* **SHORT PROBLEM**: List every row below that contains the string "mountain", and copy each such row in full.

* **STORED DATA**:
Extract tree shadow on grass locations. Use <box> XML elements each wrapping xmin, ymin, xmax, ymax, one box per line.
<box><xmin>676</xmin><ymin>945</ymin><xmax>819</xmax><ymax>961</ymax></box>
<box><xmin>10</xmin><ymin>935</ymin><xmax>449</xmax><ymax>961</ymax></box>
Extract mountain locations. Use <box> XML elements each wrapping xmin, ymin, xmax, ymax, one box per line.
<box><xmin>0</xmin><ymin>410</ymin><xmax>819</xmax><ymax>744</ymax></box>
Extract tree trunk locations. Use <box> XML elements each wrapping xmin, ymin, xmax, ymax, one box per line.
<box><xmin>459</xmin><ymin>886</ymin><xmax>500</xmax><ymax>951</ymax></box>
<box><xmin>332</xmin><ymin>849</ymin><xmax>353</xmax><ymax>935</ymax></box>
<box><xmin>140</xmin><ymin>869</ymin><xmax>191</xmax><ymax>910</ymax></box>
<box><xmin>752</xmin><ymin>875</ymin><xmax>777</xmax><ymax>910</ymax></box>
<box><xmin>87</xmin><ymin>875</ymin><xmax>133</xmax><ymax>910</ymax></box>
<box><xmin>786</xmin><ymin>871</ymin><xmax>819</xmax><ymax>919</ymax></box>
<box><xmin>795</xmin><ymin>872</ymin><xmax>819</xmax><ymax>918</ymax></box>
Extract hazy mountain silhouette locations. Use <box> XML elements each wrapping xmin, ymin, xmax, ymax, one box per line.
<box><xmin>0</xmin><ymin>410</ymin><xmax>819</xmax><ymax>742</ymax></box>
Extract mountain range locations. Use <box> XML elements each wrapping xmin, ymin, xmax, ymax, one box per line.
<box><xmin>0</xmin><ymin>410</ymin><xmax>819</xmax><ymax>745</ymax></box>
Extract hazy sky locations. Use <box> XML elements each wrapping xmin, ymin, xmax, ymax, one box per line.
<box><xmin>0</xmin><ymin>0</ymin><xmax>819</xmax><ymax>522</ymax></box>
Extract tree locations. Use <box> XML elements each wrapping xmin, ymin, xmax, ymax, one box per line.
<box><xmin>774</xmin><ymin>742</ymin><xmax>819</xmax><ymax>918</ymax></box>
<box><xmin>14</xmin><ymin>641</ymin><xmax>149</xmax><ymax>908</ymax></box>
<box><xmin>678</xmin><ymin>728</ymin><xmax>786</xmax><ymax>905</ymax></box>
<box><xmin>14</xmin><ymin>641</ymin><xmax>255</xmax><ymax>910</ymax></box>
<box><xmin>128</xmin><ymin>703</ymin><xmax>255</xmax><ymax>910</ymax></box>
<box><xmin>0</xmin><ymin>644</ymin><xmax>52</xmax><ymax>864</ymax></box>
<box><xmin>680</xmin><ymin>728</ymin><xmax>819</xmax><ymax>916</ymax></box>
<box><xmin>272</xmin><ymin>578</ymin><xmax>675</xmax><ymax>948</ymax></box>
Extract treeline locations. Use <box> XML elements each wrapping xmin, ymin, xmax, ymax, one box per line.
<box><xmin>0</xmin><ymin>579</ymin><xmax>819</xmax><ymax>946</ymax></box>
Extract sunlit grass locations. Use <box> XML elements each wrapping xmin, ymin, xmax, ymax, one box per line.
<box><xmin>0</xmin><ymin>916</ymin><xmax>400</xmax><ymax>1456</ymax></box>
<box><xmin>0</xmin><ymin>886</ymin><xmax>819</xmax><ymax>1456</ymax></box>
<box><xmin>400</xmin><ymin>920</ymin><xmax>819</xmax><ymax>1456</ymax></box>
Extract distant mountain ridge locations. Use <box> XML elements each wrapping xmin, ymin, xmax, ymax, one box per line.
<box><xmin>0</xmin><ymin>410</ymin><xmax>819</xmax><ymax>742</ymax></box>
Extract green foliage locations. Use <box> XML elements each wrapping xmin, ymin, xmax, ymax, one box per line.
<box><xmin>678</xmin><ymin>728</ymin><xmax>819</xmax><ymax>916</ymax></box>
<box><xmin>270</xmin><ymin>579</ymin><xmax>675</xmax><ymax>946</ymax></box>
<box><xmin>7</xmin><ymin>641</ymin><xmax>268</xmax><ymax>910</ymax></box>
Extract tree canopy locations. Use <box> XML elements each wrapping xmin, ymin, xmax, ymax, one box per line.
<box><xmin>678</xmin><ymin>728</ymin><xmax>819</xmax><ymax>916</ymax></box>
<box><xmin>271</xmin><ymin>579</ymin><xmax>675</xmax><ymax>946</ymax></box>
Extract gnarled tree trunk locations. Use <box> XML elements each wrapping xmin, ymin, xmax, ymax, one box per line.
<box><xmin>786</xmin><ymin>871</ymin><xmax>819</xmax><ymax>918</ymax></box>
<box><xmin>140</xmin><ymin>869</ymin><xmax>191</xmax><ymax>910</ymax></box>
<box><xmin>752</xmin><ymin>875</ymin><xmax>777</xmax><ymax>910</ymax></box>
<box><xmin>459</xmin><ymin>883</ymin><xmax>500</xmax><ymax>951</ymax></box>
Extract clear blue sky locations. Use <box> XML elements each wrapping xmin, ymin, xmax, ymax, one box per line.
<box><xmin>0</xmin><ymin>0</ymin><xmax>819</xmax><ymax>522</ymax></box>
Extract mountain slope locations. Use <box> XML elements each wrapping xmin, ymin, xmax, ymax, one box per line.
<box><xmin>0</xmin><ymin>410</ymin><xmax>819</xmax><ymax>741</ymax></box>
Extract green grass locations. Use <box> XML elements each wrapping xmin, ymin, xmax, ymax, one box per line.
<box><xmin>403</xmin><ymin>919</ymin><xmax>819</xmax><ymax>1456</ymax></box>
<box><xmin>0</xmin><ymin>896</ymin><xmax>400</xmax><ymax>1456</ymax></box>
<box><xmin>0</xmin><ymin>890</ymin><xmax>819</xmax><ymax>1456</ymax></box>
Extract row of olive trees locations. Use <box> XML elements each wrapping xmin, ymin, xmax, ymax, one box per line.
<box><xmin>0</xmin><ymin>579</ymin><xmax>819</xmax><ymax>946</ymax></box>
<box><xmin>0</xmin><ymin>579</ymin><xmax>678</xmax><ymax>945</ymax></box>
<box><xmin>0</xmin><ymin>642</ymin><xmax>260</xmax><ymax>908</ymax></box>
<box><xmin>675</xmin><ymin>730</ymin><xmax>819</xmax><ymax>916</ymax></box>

* **SOLUTION FOR THIS PROBLEM**:
Extract mountain locations. Use <box> XML elements each wrapping xmin, ymin, xmax, ymax, one box per line.
Extract hazy mountain silhouette locations. Use <box> XML elements each wrapping xmin, ymin, xmax, ymax, one box per line.
Extract mountain range locations. Use <box> XML elements each wrapping xmin, ymin, xmax, ymax, one box per line.
Extract distant mountain ridge locations. Use <box> XML elements each wrapping xmin, ymin, xmax, ymax, one box per line.
Extract mountain slope locations. Use <box> XML elements each wrapping xmin, ymin, xmax, ymax, one box per line.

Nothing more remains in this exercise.